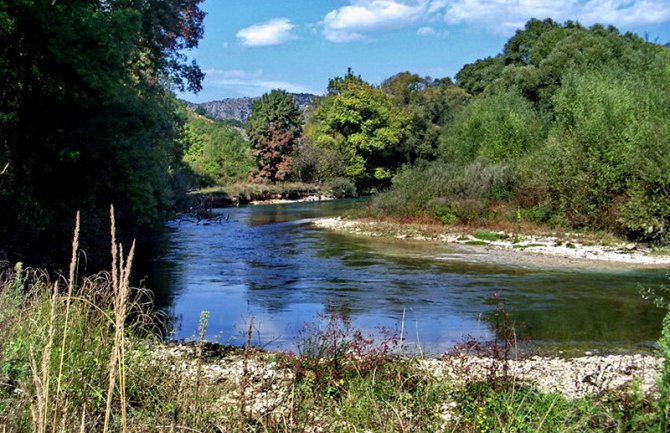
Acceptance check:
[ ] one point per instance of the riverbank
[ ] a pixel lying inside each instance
(88, 361)
(509, 248)
(265, 384)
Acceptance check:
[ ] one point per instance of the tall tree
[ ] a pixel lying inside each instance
(87, 117)
(274, 127)
(365, 126)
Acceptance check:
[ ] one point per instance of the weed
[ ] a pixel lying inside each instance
(486, 235)
(476, 243)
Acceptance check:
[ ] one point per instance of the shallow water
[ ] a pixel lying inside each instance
(270, 264)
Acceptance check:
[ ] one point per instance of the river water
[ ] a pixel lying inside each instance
(269, 264)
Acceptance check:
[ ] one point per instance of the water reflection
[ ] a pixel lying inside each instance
(268, 263)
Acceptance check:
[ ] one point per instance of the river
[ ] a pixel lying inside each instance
(269, 264)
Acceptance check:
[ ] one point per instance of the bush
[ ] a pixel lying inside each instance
(342, 187)
(500, 126)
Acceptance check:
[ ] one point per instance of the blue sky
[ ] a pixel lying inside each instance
(253, 46)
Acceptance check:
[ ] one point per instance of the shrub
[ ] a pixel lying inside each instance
(342, 187)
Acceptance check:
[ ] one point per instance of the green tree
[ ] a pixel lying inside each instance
(216, 151)
(87, 117)
(274, 127)
(364, 126)
(429, 104)
(499, 126)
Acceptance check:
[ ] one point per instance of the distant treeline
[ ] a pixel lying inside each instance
(568, 126)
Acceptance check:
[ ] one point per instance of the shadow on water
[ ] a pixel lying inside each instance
(269, 263)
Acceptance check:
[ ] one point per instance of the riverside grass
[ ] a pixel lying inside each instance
(78, 356)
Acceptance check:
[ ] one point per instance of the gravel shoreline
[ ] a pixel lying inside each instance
(510, 249)
(267, 384)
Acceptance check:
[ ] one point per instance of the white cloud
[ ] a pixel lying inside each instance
(274, 32)
(505, 16)
(623, 12)
(238, 82)
(361, 17)
(426, 31)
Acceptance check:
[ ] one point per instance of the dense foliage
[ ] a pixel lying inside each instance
(274, 127)
(87, 117)
(568, 126)
(361, 125)
(216, 152)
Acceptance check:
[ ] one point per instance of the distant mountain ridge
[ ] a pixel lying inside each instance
(239, 109)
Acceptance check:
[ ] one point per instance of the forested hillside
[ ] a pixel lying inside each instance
(568, 127)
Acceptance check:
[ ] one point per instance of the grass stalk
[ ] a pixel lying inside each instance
(68, 301)
(39, 406)
(121, 287)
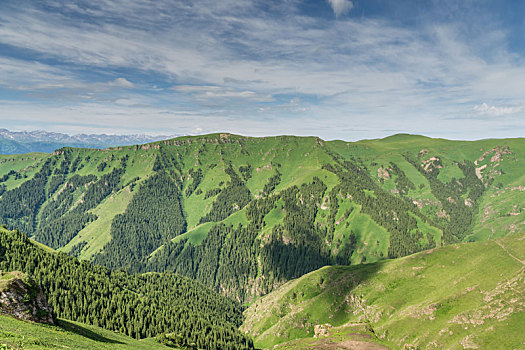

☆ ☆ ☆ ☆ ☆

Request
Return each line of the data above that contains the word "distant", copied unchanged.

Solution to this problem
[ ] one point per instance of the distant treeline
[ ] one point per instance of the distant mountain ridge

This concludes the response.